* [WHAT THE EXERCISE ASKS]: In the material below, find each line holding the string "flower" and copy it.

* [INFORMATION]:
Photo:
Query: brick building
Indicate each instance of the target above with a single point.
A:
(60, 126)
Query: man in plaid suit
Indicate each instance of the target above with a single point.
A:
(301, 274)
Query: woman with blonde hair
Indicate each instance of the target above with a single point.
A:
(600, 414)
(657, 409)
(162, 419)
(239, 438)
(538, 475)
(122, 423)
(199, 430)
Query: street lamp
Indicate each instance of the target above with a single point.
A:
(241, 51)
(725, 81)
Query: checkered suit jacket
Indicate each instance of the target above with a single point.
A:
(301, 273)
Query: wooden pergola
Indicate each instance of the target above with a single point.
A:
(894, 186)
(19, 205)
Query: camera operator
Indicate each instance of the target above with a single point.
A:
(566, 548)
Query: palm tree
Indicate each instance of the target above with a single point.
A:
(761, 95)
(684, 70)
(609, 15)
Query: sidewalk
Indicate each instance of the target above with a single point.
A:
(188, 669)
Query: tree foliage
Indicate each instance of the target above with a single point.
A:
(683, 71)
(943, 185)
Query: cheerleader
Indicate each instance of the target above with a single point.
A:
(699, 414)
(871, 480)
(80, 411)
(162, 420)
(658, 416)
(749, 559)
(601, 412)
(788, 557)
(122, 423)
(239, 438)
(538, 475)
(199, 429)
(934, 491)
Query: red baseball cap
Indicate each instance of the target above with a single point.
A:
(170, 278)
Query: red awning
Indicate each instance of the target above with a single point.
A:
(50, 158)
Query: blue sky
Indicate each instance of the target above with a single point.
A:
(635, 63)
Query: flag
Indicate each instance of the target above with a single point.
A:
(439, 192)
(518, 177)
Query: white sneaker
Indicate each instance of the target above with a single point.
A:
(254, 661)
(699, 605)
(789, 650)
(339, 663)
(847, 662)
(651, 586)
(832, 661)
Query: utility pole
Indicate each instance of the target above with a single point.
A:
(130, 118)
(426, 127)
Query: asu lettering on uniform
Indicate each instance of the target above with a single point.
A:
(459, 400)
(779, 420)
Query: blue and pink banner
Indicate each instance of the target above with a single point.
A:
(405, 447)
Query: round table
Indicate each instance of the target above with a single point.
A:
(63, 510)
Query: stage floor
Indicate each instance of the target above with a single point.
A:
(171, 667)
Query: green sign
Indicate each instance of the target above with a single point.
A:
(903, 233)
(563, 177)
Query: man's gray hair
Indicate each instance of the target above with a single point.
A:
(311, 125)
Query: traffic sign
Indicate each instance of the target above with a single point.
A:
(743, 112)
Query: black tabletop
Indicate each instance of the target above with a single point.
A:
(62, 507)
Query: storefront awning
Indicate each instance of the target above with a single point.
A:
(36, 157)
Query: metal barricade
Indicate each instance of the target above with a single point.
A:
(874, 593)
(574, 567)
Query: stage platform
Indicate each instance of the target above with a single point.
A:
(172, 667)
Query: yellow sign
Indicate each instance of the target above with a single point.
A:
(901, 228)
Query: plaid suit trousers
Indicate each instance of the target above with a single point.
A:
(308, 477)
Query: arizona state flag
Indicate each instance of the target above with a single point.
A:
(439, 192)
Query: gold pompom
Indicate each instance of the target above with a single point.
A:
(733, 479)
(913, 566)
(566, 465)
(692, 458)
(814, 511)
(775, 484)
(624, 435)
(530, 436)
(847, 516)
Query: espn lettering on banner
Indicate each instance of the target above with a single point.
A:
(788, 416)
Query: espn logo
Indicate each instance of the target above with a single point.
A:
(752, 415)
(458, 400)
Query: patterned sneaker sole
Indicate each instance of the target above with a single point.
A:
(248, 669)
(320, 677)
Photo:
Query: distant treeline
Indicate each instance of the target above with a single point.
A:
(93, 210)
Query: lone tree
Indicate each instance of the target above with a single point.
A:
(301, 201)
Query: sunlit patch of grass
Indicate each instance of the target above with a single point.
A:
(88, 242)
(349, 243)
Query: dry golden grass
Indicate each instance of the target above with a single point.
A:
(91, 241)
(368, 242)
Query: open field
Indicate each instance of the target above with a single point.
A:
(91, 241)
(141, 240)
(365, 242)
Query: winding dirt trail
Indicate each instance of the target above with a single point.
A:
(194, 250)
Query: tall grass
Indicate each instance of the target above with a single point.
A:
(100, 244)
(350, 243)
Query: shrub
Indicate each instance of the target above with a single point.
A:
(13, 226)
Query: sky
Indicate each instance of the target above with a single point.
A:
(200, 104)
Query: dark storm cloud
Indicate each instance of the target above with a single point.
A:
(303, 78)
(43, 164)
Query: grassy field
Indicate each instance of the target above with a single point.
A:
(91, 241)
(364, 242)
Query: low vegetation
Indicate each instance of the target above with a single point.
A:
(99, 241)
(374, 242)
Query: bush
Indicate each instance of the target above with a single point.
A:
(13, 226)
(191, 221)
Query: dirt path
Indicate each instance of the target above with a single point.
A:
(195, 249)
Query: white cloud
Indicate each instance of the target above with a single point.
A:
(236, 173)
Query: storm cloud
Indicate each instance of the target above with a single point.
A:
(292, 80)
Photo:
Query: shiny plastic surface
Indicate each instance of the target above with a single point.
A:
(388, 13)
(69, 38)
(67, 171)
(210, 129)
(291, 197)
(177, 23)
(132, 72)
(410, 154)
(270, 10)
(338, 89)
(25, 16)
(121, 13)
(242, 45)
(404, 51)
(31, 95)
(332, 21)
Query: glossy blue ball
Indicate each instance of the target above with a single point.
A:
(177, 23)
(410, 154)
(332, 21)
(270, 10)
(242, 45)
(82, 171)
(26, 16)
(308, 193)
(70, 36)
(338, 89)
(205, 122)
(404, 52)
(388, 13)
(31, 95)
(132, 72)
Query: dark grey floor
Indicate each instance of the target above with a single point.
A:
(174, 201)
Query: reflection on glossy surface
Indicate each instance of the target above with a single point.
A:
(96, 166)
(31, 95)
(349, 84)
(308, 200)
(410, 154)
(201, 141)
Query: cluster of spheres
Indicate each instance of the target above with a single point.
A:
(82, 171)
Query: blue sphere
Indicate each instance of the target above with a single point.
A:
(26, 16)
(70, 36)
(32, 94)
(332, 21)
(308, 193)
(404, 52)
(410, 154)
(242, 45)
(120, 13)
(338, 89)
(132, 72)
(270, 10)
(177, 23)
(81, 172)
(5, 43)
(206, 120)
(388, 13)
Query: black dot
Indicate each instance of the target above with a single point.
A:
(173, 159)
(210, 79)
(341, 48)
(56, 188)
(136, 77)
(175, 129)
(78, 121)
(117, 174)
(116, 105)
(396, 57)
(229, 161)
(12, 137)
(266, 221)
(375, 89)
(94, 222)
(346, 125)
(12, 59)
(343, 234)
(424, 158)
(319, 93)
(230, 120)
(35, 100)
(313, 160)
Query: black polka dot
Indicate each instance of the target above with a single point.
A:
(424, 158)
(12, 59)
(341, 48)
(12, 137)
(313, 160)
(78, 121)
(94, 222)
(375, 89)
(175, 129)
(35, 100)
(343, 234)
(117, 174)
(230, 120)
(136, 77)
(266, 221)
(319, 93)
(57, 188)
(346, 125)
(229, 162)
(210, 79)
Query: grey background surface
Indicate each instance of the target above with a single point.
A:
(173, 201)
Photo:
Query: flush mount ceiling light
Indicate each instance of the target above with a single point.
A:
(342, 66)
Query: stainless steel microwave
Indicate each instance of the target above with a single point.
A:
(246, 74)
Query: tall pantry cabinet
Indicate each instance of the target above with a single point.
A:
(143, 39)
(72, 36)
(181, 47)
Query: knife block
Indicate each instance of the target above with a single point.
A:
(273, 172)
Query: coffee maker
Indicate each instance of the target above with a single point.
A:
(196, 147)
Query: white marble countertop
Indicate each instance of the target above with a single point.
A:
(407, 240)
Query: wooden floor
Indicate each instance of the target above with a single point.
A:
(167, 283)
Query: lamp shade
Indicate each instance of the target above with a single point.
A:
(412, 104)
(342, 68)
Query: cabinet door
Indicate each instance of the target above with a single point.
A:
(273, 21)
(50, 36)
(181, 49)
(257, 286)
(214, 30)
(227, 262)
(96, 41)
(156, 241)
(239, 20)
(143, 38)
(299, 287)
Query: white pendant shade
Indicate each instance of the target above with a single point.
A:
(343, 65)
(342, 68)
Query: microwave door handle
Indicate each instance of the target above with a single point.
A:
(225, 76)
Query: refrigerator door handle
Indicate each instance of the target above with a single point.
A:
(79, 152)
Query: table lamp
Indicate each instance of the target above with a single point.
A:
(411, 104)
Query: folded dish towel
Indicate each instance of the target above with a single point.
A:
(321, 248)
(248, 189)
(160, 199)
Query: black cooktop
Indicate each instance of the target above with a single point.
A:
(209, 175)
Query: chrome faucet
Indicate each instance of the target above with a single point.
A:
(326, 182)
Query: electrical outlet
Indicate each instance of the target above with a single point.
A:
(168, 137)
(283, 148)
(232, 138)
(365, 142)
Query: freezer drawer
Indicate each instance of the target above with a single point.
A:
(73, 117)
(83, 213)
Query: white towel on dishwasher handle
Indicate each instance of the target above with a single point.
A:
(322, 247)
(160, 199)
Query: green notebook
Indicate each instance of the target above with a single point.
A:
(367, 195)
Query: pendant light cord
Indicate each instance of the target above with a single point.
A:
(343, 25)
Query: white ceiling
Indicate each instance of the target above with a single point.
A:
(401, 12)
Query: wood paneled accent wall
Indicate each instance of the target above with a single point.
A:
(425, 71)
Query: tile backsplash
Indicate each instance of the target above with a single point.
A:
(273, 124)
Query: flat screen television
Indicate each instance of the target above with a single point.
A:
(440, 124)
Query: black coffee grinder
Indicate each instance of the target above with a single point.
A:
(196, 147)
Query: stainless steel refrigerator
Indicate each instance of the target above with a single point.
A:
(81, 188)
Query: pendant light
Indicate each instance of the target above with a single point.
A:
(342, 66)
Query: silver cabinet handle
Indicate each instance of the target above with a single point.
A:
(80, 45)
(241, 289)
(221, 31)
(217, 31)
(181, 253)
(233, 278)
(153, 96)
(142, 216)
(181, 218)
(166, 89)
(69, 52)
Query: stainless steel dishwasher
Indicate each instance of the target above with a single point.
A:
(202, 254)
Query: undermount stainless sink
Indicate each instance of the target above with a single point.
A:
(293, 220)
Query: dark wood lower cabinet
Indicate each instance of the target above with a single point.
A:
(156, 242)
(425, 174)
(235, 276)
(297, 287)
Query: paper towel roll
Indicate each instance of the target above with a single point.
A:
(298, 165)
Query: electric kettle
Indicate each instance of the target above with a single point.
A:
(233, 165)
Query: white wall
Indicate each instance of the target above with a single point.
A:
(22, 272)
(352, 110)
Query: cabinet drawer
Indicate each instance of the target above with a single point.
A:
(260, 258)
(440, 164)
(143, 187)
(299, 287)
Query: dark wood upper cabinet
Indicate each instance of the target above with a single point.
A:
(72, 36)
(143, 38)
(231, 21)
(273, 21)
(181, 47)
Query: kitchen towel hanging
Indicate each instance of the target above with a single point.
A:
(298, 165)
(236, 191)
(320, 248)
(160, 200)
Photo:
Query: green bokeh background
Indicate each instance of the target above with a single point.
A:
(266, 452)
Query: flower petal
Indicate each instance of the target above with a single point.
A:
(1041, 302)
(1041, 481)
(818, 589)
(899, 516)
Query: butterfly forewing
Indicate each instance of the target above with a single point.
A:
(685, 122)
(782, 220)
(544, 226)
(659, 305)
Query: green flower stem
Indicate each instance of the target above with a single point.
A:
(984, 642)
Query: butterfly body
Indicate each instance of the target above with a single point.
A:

* [SOLUTION TO THIS EXERCISE]:
Query: flower petal
Query: green flower stem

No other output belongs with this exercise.